* THE EXERCISE *
Report every line of the following records that contains the string "roof", treating uppercase and lowercase letters as different.

* PROVIDED DATA *
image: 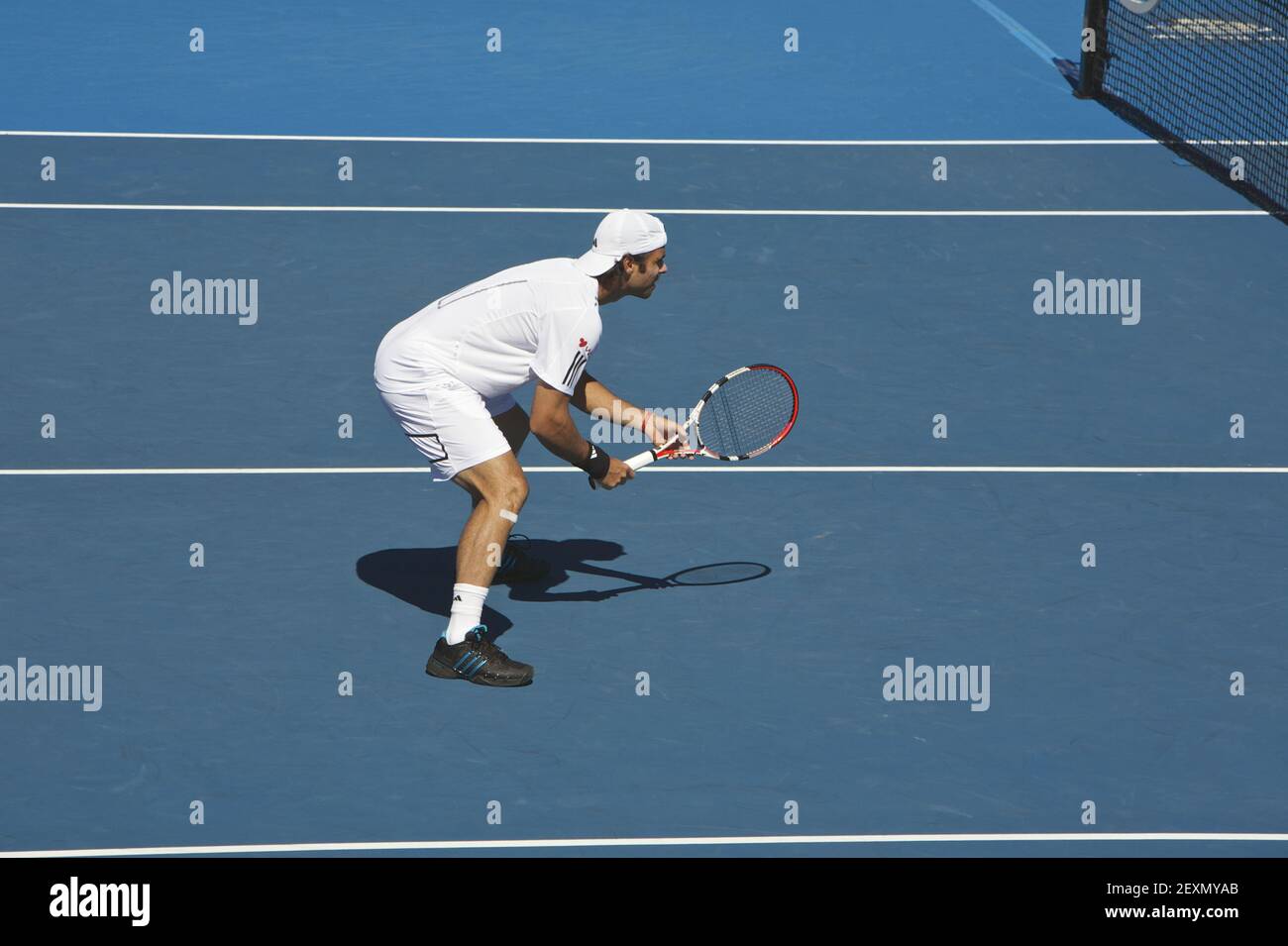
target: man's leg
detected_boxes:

--

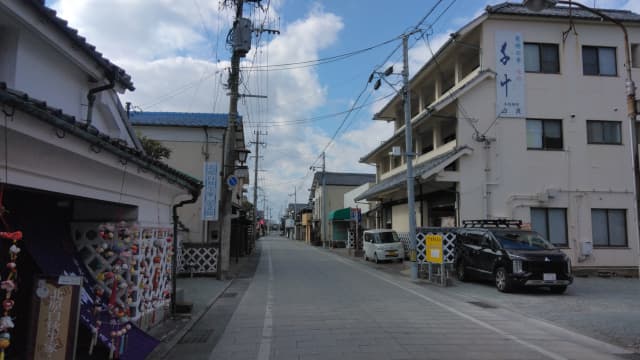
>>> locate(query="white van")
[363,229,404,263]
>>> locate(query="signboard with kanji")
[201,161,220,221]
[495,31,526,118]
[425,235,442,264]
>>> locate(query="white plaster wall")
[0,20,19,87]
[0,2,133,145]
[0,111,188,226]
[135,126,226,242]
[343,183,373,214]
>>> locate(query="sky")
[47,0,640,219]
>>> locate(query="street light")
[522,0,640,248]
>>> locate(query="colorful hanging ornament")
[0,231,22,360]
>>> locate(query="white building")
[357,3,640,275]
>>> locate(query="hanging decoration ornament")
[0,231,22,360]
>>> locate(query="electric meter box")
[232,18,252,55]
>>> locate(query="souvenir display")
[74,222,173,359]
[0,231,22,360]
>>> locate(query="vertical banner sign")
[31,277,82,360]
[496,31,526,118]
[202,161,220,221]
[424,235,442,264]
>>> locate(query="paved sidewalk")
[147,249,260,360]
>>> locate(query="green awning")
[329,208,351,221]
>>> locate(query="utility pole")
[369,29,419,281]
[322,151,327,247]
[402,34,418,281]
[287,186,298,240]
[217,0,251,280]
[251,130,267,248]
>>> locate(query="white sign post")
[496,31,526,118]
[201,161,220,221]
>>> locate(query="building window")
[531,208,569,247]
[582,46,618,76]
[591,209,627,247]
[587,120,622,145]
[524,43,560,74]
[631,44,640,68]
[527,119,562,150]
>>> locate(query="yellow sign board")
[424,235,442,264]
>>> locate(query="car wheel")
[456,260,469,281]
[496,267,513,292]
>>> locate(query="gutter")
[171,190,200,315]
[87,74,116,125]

==

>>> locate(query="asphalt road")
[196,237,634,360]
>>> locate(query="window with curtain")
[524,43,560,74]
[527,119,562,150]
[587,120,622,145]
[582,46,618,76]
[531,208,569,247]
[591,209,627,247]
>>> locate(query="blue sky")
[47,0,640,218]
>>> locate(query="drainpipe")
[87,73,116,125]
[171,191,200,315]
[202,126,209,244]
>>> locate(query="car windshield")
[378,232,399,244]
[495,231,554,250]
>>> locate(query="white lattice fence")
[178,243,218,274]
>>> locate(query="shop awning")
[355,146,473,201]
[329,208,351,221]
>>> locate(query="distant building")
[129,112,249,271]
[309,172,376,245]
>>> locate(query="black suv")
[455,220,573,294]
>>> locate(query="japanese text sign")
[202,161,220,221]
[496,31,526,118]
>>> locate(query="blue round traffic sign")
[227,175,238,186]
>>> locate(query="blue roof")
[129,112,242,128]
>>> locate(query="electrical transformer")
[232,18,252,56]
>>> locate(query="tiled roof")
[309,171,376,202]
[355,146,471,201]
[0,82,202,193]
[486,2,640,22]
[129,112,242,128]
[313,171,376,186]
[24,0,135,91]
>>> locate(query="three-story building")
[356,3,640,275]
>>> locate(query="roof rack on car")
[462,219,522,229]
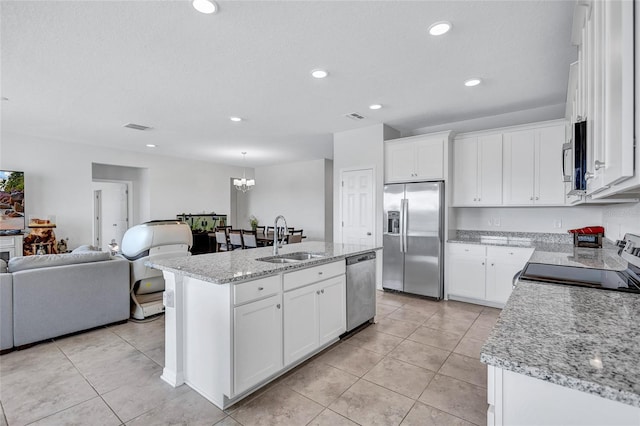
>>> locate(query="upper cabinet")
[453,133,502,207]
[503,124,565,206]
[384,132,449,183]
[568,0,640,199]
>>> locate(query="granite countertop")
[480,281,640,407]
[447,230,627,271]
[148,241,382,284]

* OUTPUT BELOW *
>>> locate(query="blue roof")
>>> locate(query="tiled roof")
>>> locate(query="roof rack on car")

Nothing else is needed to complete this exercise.